→ **Extracted data**:
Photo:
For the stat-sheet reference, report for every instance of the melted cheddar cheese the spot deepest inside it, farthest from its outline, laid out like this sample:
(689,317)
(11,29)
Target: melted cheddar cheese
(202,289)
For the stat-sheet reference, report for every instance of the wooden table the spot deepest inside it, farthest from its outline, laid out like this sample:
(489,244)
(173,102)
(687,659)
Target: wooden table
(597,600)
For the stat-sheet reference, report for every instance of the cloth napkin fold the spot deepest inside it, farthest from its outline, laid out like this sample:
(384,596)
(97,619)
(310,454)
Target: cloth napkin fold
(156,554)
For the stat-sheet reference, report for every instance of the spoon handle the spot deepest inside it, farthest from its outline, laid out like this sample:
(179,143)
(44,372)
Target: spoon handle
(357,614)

→ **Work to be completed**: Reproduce all of the lines above verbatim, keeping their original order.

→ **Response to the task**:
Photo:
For the stat-sheet reference, report for every instance of the melted cheddar cheese the spot deepest inside it, farthest from its outline, laid out like this sample:
(689,317)
(11,29)
Target: melted cheddar cheese
(202,289)
For the stat-sheet reference, report for every instance of the wooden table the spot deepest inside it, farthest from its outline, laid out like this sample:
(489,244)
(173,102)
(687,659)
Target: wooden table
(597,600)
For the stat-sheet reference, report for every instance of the cloth napkin fold the spot deepest inside it, farthest from its outline, laid out like this sample:
(384,596)
(97,619)
(310,454)
Target: cloth napkin fold
(156,554)
For the stat-sheet reference, report for every instance of the spoon handle the spot deepest inside it, farthest from its outline, laid out like this sample:
(179,143)
(44,372)
Target: spoon handle
(357,614)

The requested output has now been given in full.